### PASSAGE GIVEN:
Skiplists

John Rouillard rouilj+nagiosdev at cs.umb.edu
Tue Oct 16 15:40:11 CEST 2007


As an aside:

  http://www.codeproject.com/csharp/SkipList1.asp

has a very nice description and code snippets.

In message <4713E1D8.4040804 at op5.se>,
Andreas Ericsson writes:
>John P. Rouillard wrote:
>> In message <4713932E.1020904 at op5.se>,
>> Andreas Ericsson writes:
>> 
>>> John P. Rouillard wrote:
>>>> In message <4712B60C.1080602 at op5.se>,
>>>> Andreas Ericsson writes:
>>>>
>>>>> Andreas Ericsson wrote:
>>>>>> Ethan Galstad wrote:

>>>>>>> For the event queue, I was thinking that a skip
>>>>>>> list structure might be best for efficiency
>>>>>>> (http://en.wikipedia.org/wiki/Skip_list).  The
>>>>>>> event queue is used in primarily two
>>>>>>> situations:
>>>>>>> 1. Popping events from the head of the list to
>>>>>>>    be executed
>>>>>>> 2. Inserting events into the list (mid- or
>>>>>>>    endpoint).

### GIVEN REQUEST A:
In the listing below, turn the stretch from the line containing "Task: the pointer indicates each instance of the blurred" through the line containing "[[345, 222]]" into a Markdown table with the columns Row and Line, numbering each line and skipping blank ones.

### DATA TO USE:
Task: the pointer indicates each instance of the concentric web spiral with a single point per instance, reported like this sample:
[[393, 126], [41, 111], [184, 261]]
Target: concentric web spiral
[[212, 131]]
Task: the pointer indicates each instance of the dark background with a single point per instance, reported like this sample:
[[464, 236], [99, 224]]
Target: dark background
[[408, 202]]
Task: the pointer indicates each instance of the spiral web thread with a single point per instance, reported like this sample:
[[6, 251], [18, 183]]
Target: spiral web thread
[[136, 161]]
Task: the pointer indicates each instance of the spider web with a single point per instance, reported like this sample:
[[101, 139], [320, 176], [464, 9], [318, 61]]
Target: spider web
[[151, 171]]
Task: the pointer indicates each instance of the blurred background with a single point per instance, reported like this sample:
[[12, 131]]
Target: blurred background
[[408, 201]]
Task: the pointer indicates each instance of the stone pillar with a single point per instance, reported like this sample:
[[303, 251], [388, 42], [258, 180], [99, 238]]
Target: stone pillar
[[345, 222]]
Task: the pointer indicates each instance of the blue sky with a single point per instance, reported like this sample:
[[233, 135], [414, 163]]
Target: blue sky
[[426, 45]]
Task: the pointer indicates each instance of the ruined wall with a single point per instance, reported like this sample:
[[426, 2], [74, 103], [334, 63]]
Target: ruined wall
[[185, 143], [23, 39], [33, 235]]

### GIVEN REQUEST B:
Using the skiplists message above, answer each question on its own line:
(i) On what date was the message sent?
(ii) Who wrote that a skip list might be best for the event queue?
(iii) What are the two situations in which the event queue is mainly used?

### TASK OUTPUT A:
| Row | Line |
|---|---|
| 1 | Task: the pointer indicates each instance of the blurred background with a single point per instance, reported like this sample: |
| 2 | [[12, 131]] |
| 3 | Target: blurred background |
| 4 | [[408, 201]] |
| 5 | Task: the pointer indicates each instance of the stone pillar with a single point per instance, reported like this sample: |
| 6 | [[303, 251], [388, 42], [258, 180], [99, 238]] |
| 7 | Target: stone pillar |
| 8 | [[345, 222]] |

### TASK OUTPUT B:
(i) Tuesday, October 16, 2007.
(ii) Ethan Galstad.
(iii) Popping events from the head of the list to be executed, and inserting events into the list (mid- or endpoint).